== STUDY TEXT ==
=== Section Start ===
Title: The Coldest Girl in Coldtown
Author: Holly Black
Little, Brown for Young Readers
Rating: 2 / 5
Tana lives in a world where walled cities called Coldtowns exist. In them, quarantined monsters and humans mingle in a decadently bloody mix of predator and prey. The only problem is, once you pass through Coldtown’s gates, you can never leave.
One morning, after a perfectly ordinary party, Tana wakes up surrounded by corpses. The only other survivors of this massacre are her exasperatingly endearing ex-boyfriend, infected and on the edge, and a mysterious boy burdened with a terrible secret. Shaken and determined, Tana enters a race against the clock to save the three of them the only way she knows how: by going straight to the wicked, opulent heart of Coldtown itself.
I tried to like this. I really, really did. I wanted to read a fresh vampire novel. I wanted something new, something different. I thought the idea of Coldtowns was pretty interesting. Unfortunately, the book fell flat for me.
Part of this is the timeline. Everything happens fairly fast, within a week, and as a result, everything feels rushed. From getting from the party in which Tana finds herself to be the only survivor of a vampire attack, to arriving to Coldtown, to everything else that happens after (which I won’t say, because SPOILERS). It feels rushed because it is–I would have probably preferred this to be a two-parter, told in two novels.
Because of the rushed pace, we don’t learn much about the characters. We learn a lot of backstory about Tana and Gavriel, but that’s it. With the exception of his history with Tana (which, honestly, wasn’t a lot, and he was kind of a douchecanoe through most of it), Aidan has no history. Midnight and Winter, two teens Tana, Aidan and Gavriel run into on their way to Coldtown, have next to no backstory (not that it matters, turns out they really aren’t all that important). A lot of the lack of characterization is where the novel fell flat for me–I didn’t know the characters, wasn’t learning much about them, and therefore I really didn’t care about what happened to them.
There’s also the problem of random chapters dropped in the middle of the action. For some people, this isn’t a problem, but it’s a huge problem for me because it slows down the pace and a lot of it was unnecessary exposition. There’s even a chapter that starts with “once upon a time” and was vaguely reminiscent of Laini Taylor’s “Daughter of Smoke and Bone”, or at least that’s where my mind went at the time, and I asked myself just what I was reading.
Finally, there was the problem with the sort of insta-love between Tana and Gavriel. They have hardly any scenes together, and all of a sudden Gavriel drops the L-word like a bomb. It wasn’t believable.
Overall, the book wasn’t terribly horrible. I did, after all, manage to finish it. Holly Black writes well technically, but between the rushed pace, lack of characterization, and the insta-love, I just couldn’t really enjoy it.
I received a copy of this book from the publisher via Netgalley. This has not influenced my opinion in any way.
=== Section End ===
== GIVEN INFORMATION ==
=== Section Start ===
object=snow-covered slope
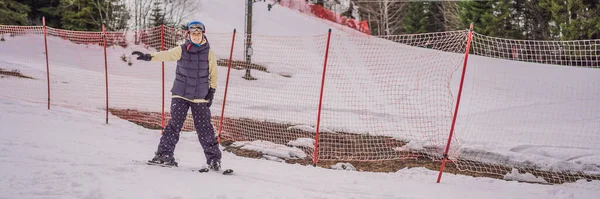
[0,98,600,199]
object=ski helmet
[186,21,206,33]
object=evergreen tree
[402,2,428,34]
[341,3,354,19]
[150,1,166,27]
[485,0,523,39]
[540,0,599,40]
[424,2,446,32]
[23,0,62,28]
[517,0,550,40]
[59,0,102,31]
[0,0,30,25]
[458,1,494,35]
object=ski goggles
[188,23,204,33]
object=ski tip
[223,169,233,175]
[195,168,209,173]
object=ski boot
[148,153,178,167]
[208,159,221,171]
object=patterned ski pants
[157,98,221,164]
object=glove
[131,51,152,61]
[204,88,216,107]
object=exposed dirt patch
[0,68,34,79]
[105,109,600,184]
[217,59,269,73]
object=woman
[132,21,221,171]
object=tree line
[336,0,600,40]
[0,0,199,31]
[0,0,600,40]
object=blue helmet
[185,21,206,33]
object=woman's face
[190,32,202,44]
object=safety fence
[0,22,600,183]
[270,0,371,35]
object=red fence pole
[437,23,473,183]
[313,28,331,167]
[217,29,235,143]
[160,24,165,134]
[42,17,50,110]
[102,25,108,124]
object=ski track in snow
[0,98,600,199]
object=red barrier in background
[272,0,371,35]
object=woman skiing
[132,21,221,171]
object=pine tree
[458,1,494,35]
[402,2,428,34]
[0,0,30,25]
[60,0,102,31]
[540,0,599,40]
[150,1,166,27]
[485,0,523,39]
[424,2,446,32]
[23,0,62,28]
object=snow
[504,169,548,183]
[331,162,356,171]
[0,98,600,199]
[231,140,306,159]
[0,0,600,198]
[288,138,315,148]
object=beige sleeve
[208,49,219,88]
[152,46,181,62]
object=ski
[192,168,233,175]
[133,160,233,175]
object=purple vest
[171,37,210,100]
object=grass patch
[109,109,600,184]
[0,68,34,79]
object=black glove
[204,88,216,107]
[131,51,152,61]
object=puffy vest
[171,37,210,100]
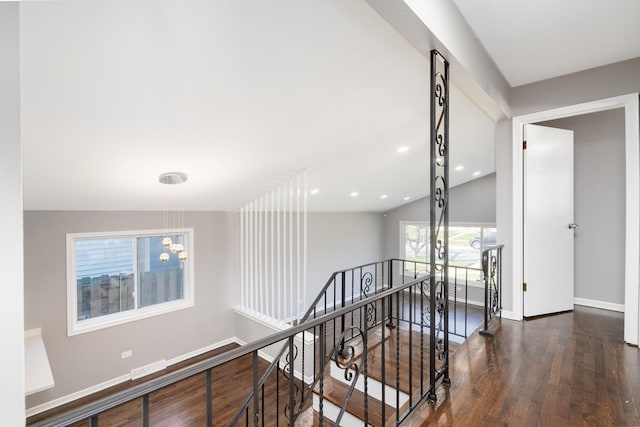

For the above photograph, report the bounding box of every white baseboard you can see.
[25,337,242,418]
[25,373,131,418]
[573,297,624,313]
[502,310,522,321]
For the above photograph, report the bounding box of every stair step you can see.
[314,376,395,427]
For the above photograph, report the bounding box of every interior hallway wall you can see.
[496,58,640,315]
[0,2,25,426]
[539,109,626,305]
=== Section End ===
== EXERCISE BRIEF ==
Repeat everything in the book review from "Because of the" down to "happened to them.", word for word.

== RESULT OF THIS EXERCISE ==
Because of the rushed pace, we don’t learn much about the characters. We learn a lot of backstory about Tana and Gavriel, but that’s it. With the exception of his history with Tana (which, honestly, wasn’t a lot, and he was kind of a douchecanoe through most of it), Aidan has no history. Midnight and Winter, two teens Tana, Aidan and Gavriel run into on their way to Coldtown, have next to no backstory (not that it matters, turns out they really aren’t all that important). A lot of the lack of characterization is where the novel fell flat for me–I didn’t know the characters, wasn’t learning much about them, and therefore I really didn’t care about what happened to them.